▶ _THE EXERCISE_: Rewrite the listing below, switching every "Report" to "Give" and leaving everything else unchanged.

***** RECORDS FOR THIS EXERCISE

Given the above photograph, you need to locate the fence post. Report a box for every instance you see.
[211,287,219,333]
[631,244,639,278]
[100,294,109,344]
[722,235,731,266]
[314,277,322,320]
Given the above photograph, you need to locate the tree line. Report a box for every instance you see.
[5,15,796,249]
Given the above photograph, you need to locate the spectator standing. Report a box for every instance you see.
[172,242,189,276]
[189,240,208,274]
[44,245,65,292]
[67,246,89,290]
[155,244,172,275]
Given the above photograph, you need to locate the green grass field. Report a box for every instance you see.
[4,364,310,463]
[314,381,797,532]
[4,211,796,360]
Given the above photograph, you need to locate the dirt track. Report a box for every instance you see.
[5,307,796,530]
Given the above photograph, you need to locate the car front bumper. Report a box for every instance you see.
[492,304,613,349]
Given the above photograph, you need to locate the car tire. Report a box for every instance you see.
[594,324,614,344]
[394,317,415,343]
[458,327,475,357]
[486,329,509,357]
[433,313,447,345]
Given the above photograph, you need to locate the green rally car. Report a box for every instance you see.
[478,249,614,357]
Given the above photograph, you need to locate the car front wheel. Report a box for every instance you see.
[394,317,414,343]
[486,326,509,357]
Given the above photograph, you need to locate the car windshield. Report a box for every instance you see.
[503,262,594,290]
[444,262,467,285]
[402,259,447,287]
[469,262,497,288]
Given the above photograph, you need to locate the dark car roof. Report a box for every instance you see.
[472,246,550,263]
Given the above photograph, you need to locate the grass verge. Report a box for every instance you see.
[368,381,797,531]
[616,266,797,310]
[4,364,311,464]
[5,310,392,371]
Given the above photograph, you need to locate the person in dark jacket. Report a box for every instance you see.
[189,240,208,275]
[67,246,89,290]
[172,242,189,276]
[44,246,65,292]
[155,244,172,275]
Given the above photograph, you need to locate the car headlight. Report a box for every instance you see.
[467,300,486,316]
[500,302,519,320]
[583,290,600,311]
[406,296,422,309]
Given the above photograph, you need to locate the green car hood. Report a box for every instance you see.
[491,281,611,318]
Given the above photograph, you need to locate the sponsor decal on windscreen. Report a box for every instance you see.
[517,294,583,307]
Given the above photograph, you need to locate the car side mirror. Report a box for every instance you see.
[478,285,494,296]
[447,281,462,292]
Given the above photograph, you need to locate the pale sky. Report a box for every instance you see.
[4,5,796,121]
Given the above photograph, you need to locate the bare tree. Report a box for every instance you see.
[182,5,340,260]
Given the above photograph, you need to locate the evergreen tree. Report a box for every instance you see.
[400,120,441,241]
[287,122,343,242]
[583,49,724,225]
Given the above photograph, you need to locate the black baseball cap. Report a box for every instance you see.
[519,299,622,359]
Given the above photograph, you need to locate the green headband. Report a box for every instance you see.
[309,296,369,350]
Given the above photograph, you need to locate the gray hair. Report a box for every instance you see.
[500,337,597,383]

**********

▶ _EXERCISE RESULT_:
Given the above photograph, you need to locate the fence post. Give a box for every instance you see.
[211,287,219,333]
[631,244,639,278]
[100,294,109,344]
[722,235,731,266]
[314,277,322,320]
Given the above photograph, you need to locate the tree line. Give a box for every instance you see.
[5,15,796,249]
Given the above photograph, you need to locate the spectator standing. Give a box for every instance you see.
[172,242,189,276]
[189,240,208,274]
[44,245,65,292]
[67,246,89,290]
[155,244,172,275]
Given the above photograph, you need to locate the green grass field. Give a box for every instance you see.
[4,364,310,463]
[314,381,797,532]
[4,211,796,360]
Given the above photograph, you need to locate the dirt track. Give a box for every instance you see.
[5,307,796,530]
Given the above photograph, you need to locate the car front bumper. Give a box for every instance you see.
[492,304,613,349]
Given the above photograph, you need to locate the car tire. Give a box for every instance you see.
[594,324,614,344]
[394,317,415,343]
[458,327,475,357]
[486,329,509,357]
[433,313,447,345]
Given the above photograph, you need to locate the green rally car. Give a box for every instance you see.
[478,249,614,357]
Given the above photograph, you need to locate the car front wheel. Give a box for every instance you see.
[394,317,414,343]
[486,326,509,357]
Given the above photograph, you need to locate the car windshield. Give a box for every instance you see.
[503,262,594,290]
[444,262,467,285]
[402,259,447,287]
[469,262,497,288]
Given the above photograph, you need to locate the dark car roof. Give a box for every instance you see.
[472,246,550,263]
Given the above photograph, you need to locate the grass verge. Give a box for every instance you see.
[368,381,797,531]
[616,266,797,310]
[4,364,311,464]
[5,310,392,371]
Given the above photograph, you need to locate the person in dark jacket. Give a box for every instance you see.
[189,240,208,275]
[67,246,89,290]
[172,242,189,276]
[44,246,65,292]
[155,244,172,275]
Given the above photograph, you need to locate the car headlight. Give a box for every instance you see.
[467,300,486,316]
[500,302,519,320]
[583,290,600,311]
[406,296,422,309]
Given the above photograph, you need to locate the green car hood. Give a box for every instance you see.
[491,281,611,318]
Given the above photograph, you need to locate the sponsor decal on windscreen. Give a box for every instance you see.
[517,294,583,307]
Given the above photograph, you need to locate the car side mirror. Give a box for every instance you see.
[478,285,494,296]
[447,281,462,292]
Given the above photograph, you need to locate the pale sky. Give a box for every instance you see.
[4,5,796,121]
Given the above photograph, you need to locate the bare tree. Give a box for every instance you see.
[182,5,340,260]
Given the above photograph, you need to locate the evergreen tree. Give a box for every instance you see.
[400,120,441,241]
[287,122,343,242]
[583,49,724,225]
Given the above photograph, you need to locate the black baseball cap. Give a box for every instance you see.
[519,299,622,359]
Given the above photograph, you need to locate the green headband. Give a box for every instance you see.
[309,296,369,350]
Given the above photograph, you need to locate the gray hair. Give a box for every instance you see.
[500,337,597,383]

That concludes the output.